**WHAT THE TASK ASKS**.
Please return the records below exactly as they stand.

**EXERCISE INPUT**.
##########
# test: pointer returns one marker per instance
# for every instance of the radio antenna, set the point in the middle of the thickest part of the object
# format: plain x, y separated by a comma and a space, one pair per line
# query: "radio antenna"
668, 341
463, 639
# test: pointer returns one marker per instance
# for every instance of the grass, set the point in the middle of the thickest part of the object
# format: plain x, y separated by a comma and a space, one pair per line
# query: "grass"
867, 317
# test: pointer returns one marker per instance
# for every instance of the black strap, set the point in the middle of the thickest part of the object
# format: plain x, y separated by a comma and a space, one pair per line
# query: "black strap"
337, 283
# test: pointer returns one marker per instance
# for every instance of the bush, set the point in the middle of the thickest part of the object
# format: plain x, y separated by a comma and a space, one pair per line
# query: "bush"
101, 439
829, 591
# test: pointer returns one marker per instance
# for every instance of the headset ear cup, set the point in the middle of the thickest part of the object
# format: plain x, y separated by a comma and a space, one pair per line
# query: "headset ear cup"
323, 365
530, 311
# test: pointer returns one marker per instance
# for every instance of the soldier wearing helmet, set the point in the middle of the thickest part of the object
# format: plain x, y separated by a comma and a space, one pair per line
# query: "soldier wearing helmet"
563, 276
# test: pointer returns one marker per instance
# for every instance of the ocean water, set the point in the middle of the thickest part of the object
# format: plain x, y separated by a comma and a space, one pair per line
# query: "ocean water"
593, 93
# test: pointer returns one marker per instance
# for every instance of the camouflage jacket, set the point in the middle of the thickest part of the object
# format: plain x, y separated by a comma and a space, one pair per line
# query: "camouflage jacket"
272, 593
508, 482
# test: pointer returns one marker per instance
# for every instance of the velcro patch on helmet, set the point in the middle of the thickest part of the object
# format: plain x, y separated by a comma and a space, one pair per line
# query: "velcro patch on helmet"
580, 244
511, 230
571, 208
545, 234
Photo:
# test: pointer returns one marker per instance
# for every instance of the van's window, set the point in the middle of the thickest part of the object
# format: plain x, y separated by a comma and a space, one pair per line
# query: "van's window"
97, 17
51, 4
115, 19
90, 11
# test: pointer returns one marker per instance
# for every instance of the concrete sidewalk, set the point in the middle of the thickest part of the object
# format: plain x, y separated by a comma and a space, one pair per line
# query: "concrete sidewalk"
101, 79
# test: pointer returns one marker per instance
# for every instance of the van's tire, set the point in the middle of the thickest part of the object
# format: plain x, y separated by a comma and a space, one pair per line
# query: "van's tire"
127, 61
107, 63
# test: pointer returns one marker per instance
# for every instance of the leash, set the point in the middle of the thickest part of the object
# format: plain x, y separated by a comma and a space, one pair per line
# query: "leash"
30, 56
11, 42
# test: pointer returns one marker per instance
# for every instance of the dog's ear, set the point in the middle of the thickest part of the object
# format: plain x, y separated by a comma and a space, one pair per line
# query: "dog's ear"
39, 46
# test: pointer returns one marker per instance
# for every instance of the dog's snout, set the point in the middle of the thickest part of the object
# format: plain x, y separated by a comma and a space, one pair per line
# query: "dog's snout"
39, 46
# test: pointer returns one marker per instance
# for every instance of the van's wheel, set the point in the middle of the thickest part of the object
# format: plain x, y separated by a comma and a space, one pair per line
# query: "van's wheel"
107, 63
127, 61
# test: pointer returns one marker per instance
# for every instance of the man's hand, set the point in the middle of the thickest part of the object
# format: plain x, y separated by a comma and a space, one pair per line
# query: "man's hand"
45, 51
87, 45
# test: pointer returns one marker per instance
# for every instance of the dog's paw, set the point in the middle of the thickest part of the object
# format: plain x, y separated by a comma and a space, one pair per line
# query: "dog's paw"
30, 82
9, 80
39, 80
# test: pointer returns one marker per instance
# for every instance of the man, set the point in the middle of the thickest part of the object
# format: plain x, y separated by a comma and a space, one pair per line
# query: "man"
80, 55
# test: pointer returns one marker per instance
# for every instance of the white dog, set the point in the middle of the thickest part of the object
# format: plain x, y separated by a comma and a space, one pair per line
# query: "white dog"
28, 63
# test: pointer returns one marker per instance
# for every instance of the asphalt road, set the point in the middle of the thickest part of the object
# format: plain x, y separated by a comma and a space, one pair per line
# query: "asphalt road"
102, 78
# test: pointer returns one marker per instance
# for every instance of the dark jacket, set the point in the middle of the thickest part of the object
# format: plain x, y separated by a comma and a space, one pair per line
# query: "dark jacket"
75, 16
##########
**FINAL ANSWER**.
# test: pointer returns one marker per instance
# for every instance of the radio antenna, set the point in the middle of the thickest part of the object
# format: plain x, y separated by a comma and a space, one pair per line
# query: "radio antenna"
668, 341
463, 639
# test: pointer returns one marker per instance
# for every instance of the grass, set the point in the middle of the thickest part of the object
# format: plain x, y separated by a comma and a space, one pair per line
# query: "grass"
867, 317
# test: pointer returns one marker per instance
# for every instance of the black strap, set the point in the middle of the thickest part of the object
# format: plain x, y separated by a comma and a space, one pair per line
# query: "black strap"
337, 283
# test: pointer returns one marker per instance
# for every instance of the bush, set the point in the middle of the thickest part of the object
# format: plain x, y separated by a comma and a space, one pair per line
# query: "bush"
101, 439
829, 591
# test: pointer returns one marker per instance
# for every instance of the headset ear cup, set the point in the middle of the thickest part of the object
# format: plain x, y separated by a comma and a space, one pair per line
# query: "headset ear cup"
323, 365
530, 311
# test: pointer returns one marker per instance
# for every instance of the soldier wearing helmet, set the point in the middle of the thickest part of the object
# format: plain x, y separated by a comma and a space, one pair per line
# query: "soldier wearing helmet"
563, 276
# test: pointer returns one marker per instance
# for every instance of the ocean water, set the point in the middle of the thickest part of the object
# format: plain x, y separated by a comma and a space, one pair per line
# query: "ocean water"
593, 93
# test: pointer returns one marker per instance
# for every instance of the camouflage jacket, set the point in the middle of the thickest part of the object
# format: plain x, y separated by a comma and a space, one pair per line
# query: "camouflage jacket"
272, 593
508, 482
# test: pointer returns one marker per instance
# for every instance of the velcro patch on helmet, set the point in the middle of the thickest part of the object
# format: plain x, y separated by a comma and a space, one pair per line
# query: "velcro patch on helmet"
580, 244
511, 230
571, 208
545, 234
Photo:
# test: pointer returns one marker per instance
# for every instance of the van's window, set the point in the middle of the thickest part of the object
# format: plain x, y separated by a comma and a space, one pair per line
# query: "van's window"
97, 17
51, 4
115, 19
90, 11
# test: pointer returns one marker per instance
# for every instance of the concrete sidewalk, set the point in the middle of the thickest part of the object
# format: plain x, y separated by a comma and a space, one pair per line
# query: "concrete sidewalk"
101, 79
# test: pointer returns one marker per instance
# for every instance of the van's tire, set the point in the middle of the thickest part of the object
# format: plain x, y separated by a comma and a space, one pair per line
# query: "van's tire"
127, 61
107, 63
# test: pointer returns one marker per instance
# for every instance of the leash, set the point in the middle of the thickest part of the object
# format: plain x, y separated by a comma and a space, one pair per line
# query: "leash"
30, 56
11, 42
# test: pointer returns one marker per instance
# for every instance of the dog's ear, set the point in the middle of the thickest part of the object
# format: plain x, y separated by a comma and a space, one pair per line
# query: "dog's ear"
39, 46
# test: pointer returns one marker per instance
# for every instance of the dog's snout, set the point in the middle of the thickest part of the object
# format: plain x, y separated by a comma and a space, one pair per line
# query: "dog's snout"
39, 46
# test: pointer returns one marker per instance
# for every instance of the van's wheel, set the point in the middle of the thickest part of the object
# format: plain x, y separated by a comma and a space, one pair per line
# query: "van's wheel"
107, 63
127, 61
# test: pointer returns one marker per instance
# for every instance of the man's hand, set the point in the middle of the thickest part of the object
# format: plain x, y separated by a comma and a space, one pair per line
# query: "man's hand"
45, 51
87, 45
# test: pointer returns one marker per instance
# for every instance of the dog's paw, set the point in the middle of the thickest part of the object
# format: plain x, y separated by a comma and a space, one pair per line
# query: "dog's paw"
30, 82
9, 80
39, 80
# test: pointer returns one marker per instance
# for every instance of the man, set the point in the middle of the thickest part of the object
# format: plain x, y separated by a comma and a space, one pair per line
# query: "man"
80, 55
# test: pointer returns one marker per instance
# for every instance of the white dog, set the point in the middle of the thickest part of the object
# format: plain x, y separated by a comma and a space, one pair per line
# query: "white dog"
28, 63
# test: pointer returns one marker per instance
# for every instance of the asphalt road, set the point in the middle of the thickest part of the object
# format: plain x, y separated by a comma and a space, one pair per line
# query: "asphalt road"
102, 78
# test: pointer returns one marker per instance
# for every instance of the dark jacket, set the point in the middle of the thickest part of the object
# format: plain x, y separated by a comma and a space, one pair per line
# query: "dark jacket"
75, 16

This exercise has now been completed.